WRITTEN REQUEST: Convert the items below into a two-column CSV with the headers "prompt" and "response", one row per item. Put each value in its own quoted field and replace any line breaks with spaces.

[Items excerpted from a collection]
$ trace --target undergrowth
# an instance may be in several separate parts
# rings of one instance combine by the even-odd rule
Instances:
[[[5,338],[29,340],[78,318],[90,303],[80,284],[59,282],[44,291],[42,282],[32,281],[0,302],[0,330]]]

FINISHED ANSWER:
prompt,response
"$ trace --target undergrowth # an instance may be in several separate parts # rings of one instance combine by the even-odd rule Instances:","[[[5,338],[29,340],[78,318],[90,303],[80,284],[59,282],[44,291],[42,282],[32,281],[0,302],[0,330]]]"